== Work instructions ==
Pick out each line of the data below that contains the word "green", and copy those lines out.

== Records shown ==
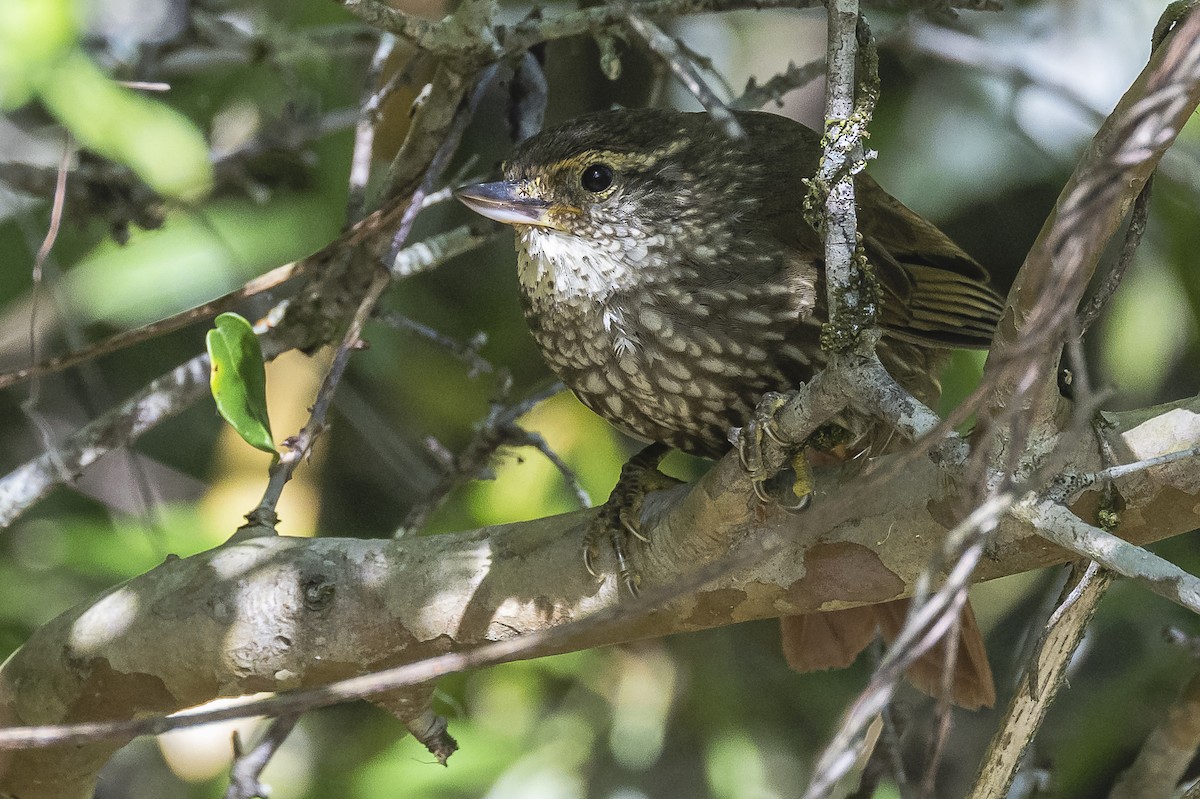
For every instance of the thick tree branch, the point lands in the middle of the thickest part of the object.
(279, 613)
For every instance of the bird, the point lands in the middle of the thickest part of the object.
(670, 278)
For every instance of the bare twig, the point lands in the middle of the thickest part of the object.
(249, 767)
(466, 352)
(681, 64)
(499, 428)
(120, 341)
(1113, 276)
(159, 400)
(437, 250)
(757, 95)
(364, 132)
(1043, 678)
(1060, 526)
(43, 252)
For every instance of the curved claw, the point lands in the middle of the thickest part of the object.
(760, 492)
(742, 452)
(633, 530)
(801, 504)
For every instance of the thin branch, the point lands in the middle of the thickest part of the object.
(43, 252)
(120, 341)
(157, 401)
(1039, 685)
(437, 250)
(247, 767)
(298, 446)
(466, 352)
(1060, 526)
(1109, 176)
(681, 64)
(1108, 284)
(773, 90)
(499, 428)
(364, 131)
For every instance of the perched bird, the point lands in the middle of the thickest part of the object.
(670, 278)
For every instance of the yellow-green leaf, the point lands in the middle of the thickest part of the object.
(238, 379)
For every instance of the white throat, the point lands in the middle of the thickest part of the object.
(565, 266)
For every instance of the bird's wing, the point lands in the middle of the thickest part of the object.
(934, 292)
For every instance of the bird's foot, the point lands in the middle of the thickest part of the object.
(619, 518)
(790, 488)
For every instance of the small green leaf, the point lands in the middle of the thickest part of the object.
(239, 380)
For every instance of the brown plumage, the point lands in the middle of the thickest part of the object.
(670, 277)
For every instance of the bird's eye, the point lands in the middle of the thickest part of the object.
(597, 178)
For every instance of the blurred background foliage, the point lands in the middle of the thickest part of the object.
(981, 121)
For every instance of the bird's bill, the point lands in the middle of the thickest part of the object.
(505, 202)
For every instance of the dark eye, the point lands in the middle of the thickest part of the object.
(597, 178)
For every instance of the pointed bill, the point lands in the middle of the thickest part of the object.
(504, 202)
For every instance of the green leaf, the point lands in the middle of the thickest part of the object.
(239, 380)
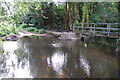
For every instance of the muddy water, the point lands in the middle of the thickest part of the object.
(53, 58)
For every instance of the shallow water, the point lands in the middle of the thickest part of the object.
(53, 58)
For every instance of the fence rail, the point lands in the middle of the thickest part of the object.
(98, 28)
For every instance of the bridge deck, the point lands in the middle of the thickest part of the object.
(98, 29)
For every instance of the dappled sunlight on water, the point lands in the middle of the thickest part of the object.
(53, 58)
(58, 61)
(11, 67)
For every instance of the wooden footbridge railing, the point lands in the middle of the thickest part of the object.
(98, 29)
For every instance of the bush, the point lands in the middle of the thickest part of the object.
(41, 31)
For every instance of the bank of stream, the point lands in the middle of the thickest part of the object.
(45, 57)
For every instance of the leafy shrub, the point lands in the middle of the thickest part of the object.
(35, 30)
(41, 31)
---
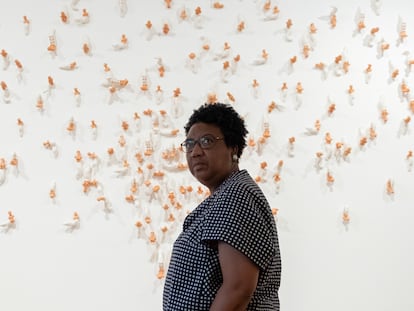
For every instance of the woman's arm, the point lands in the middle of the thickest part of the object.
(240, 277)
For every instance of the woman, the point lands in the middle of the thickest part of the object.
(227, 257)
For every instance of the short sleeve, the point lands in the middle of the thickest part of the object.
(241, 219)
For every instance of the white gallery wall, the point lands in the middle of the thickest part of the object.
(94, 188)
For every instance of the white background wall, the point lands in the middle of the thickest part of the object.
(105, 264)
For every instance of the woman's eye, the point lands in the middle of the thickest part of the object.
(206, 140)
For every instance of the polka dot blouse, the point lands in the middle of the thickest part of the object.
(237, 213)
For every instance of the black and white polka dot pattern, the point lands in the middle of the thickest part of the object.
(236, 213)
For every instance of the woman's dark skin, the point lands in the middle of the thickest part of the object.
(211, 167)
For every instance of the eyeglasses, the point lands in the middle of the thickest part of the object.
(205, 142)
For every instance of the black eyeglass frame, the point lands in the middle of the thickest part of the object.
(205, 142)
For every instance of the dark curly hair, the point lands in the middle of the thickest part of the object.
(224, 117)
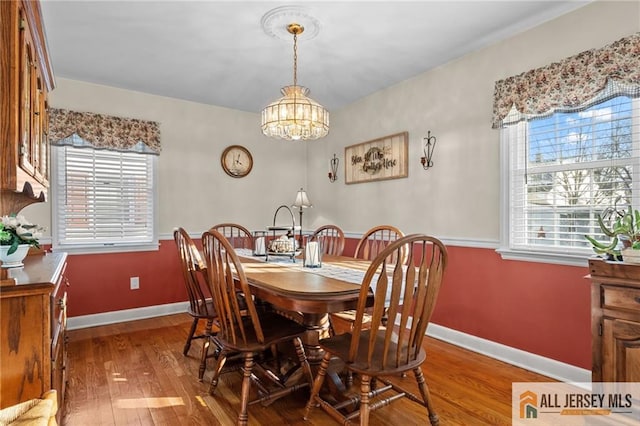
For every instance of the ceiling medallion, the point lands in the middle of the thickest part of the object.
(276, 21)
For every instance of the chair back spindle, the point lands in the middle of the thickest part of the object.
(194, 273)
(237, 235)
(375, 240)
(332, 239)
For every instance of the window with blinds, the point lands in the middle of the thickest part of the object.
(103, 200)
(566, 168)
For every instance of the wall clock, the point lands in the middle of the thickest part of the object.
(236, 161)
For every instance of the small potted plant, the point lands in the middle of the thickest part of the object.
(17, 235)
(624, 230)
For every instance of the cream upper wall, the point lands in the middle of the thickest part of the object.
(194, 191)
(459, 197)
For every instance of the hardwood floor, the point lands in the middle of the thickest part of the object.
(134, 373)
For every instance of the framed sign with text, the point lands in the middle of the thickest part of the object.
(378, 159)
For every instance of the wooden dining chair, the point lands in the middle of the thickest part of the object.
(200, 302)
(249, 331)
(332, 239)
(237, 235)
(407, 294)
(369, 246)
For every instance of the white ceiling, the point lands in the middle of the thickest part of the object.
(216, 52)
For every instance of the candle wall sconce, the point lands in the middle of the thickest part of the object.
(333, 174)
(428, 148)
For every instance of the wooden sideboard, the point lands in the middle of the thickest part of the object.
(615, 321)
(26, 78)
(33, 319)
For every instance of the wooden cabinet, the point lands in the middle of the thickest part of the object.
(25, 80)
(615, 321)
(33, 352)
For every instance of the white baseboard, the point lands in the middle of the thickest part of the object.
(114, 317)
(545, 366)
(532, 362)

== Reply to the exercise ==
For every instance of the yellow-green leaf, the point lands in the middle of the thickest part of the object.
For every instance of the small green leaf, the point lands in the middle of the thickest part of the object.
For every instance of the green leaf, the point lands in the middle of the thickest part of the object.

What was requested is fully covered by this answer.